→ **Task to carry out**: The reply should be an exact transcription of every record.

(Source information Opens)

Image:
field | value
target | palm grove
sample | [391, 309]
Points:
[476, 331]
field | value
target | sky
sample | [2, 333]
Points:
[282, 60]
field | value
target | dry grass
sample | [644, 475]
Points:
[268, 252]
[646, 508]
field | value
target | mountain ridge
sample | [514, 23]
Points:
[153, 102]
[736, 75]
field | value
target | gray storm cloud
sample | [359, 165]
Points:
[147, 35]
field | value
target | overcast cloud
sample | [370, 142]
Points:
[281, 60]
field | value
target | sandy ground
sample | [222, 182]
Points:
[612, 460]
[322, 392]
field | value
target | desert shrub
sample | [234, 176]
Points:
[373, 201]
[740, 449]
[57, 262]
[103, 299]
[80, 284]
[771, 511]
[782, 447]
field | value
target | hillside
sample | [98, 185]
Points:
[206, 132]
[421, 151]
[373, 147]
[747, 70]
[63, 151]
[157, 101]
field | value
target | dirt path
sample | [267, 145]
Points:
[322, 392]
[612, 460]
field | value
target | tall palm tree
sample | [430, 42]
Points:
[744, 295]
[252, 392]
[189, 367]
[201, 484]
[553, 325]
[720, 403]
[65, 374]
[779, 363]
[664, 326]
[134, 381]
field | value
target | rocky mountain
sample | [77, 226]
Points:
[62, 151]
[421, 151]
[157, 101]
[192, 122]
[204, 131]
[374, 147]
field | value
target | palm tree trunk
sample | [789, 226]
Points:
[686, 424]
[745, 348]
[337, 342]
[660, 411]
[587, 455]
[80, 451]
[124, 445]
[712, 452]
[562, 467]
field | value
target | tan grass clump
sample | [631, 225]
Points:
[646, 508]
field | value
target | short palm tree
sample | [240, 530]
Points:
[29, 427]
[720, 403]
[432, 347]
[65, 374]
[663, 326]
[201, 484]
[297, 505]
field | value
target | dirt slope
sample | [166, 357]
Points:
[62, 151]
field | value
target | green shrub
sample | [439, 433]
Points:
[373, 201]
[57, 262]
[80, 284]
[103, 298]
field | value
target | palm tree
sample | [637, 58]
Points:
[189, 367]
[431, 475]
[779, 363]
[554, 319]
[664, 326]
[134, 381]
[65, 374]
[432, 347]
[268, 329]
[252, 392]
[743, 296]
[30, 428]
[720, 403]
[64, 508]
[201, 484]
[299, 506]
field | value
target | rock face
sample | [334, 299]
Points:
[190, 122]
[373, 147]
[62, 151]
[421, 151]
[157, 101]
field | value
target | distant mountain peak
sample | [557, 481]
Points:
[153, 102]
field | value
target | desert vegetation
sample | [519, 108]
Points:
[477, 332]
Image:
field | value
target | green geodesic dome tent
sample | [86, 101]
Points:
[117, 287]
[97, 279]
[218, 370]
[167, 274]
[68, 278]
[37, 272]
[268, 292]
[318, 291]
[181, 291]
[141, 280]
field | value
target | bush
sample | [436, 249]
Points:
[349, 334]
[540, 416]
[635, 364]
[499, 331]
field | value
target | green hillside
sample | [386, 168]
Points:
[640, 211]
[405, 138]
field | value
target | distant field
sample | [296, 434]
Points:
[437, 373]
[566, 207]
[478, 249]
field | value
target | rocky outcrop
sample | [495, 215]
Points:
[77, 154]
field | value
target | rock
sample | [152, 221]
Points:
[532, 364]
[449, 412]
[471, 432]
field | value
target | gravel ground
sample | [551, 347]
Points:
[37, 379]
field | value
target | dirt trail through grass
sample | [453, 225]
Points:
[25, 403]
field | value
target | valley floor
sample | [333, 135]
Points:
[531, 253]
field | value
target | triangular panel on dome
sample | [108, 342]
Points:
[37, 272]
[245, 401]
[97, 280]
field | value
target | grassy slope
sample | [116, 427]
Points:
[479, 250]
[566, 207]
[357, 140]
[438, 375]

(Source information Closes)

→ **Expected answer**:
Image:
field | value
target | palm grove
sample | [391, 309]
Points:
[476, 331]
field | value
target | sky
sample | [2, 333]
Points:
[282, 60]
field | value
target | dry grass
sample | [644, 475]
Points:
[268, 252]
[646, 508]
field | value
target | mountain ridge
sample | [514, 23]
Points:
[153, 102]
[736, 75]
field | value
target | gray storm cloud
sample | [359, 165]
Points:
[147, 35]
field | value
target | overcast cloud
sample | [370, 142]
Points:
[281, 60]
field | value
target | sandy ground
sample | [222, 182]
Points:
[612, 460]
[322, 392]
field | value
target | desert shrub
sample | [234, 176]
Points:
[373, 201]
[740, 449]
[57, 262]
[103, 299]
[80, 284]
[771, 511]
[782, 447]
field | value
target | hillside
sample | [98, 185]
Points:
[206, 132]
[421, 151]
[373, 147]
[747, 70]
[63, 151]
[157, 101]
field | value
target | dirt path
sample | [267, 145]
Points:
[322, 392]
[612, 460]
field | value
target | tall palm tree
sample | [430, 42]
Points:
[744, 295]
[252, 392]
[189, 367]
[201, 484]
[553, 325]
[720, 403]
[65, 374]
[779, 363]
[664, 326]
[134, 381]
field | value
target | rocky mountain
sample | [77, 226]
Points:
[62, 151]
[421, 151]
[157, 101]
[192, 122]
[204, 131]
[374, 147]
field | value
target | palm tree trunk
sample | [789, 226]
Points:
[686, 424]
[745, 348]
[337, 342]
[660, 411]
[587, 455]
[80, 451]
[124, 445]
[712, 452]
[562, 467]
field | value
target | tan grass clump
sample | [631, 225]
Points:
[646, 508]
field | value
target | short palm tree
sample | [240, 530]
Points:
[29, 427]
[720, 403]
[432, 347]
[65, 374]
[663, 326]
[201, 484]
[297, 505]
field | value
target | dirt slope
sample | [166, 357]
Points:
[62, 151]
field | value
target | green shrub
sample | [439, 433]
Points:
[373, 201]
[57, 262]
[80, 284]
[103, 298]
field | value
target | palm tree
sample | [637, 58]
Points:
[189, 367]
[431, 475]
[779, 363]
[554, 319]
[664, 326]
[134, 381]
[65, 374]
[432, 347]
[268, 329]
[252, 392]
[743, 296]
[30, 428]
[720, 403]
[64, 508]
[201, 484]
[299, 506]
field | value
target | rock face
sample | [334, 299]
Points:
[190, 122]
[373, 147]
[62, 151]
[421, 151]
[157, 101]
field | value
target | distant mountain peak
sample | [557, 481]
Points:
[153, 102]
field | value
target | desert vegetation
sample | [519, 108]
Points:
[477, 332]
Image:
field | value
target | green geodesic dome tent
sample | [86, 101]
Points:
[117, 287]
[97, 279]
[218, 370]
[167, 274]
[68, 278]
[37, 272]
[268, 292]
[318, 291]
[181, 291]
[141, 280]
field | value
target | bush
sample | [436, 249]
Points:
[349, 334]
[540, 416]
[635, 364]
[499, 331]
field | value
target | green hillside
sample | [386, 168]
Points:
[640, 211]
[405, 138]
field | value
target | distant field
sample | [296, 434]
Points:
[437, 373]
[566, 207]
[478, 249]
field | value
target | rocky outcrop
sample | [495, 215]
Points:
[77, 154]
field | value
target | rock
sample | [152, 221]
Points:
[532, 364]
[449, 412]
[471, 432]
field | value
target | gravel ground
sample | [551, 347]
Points:
[37, 379]
field | value
target | dirt trail through grass
sample | [453, 225]
Points:
[25, 403]
field | value
target | valley floor
sample | [333, 135]
Points:
[531, 253]
field | value
target | triangular panel on dome
sample | [108, 342]
Points:
[37, 272]
[245, 401]
[97, 280]
field | value
target | grassy slope
sample | [116, 427]
Points:
[479, 250]
[566, 207]
[357, 140]
[438, 375]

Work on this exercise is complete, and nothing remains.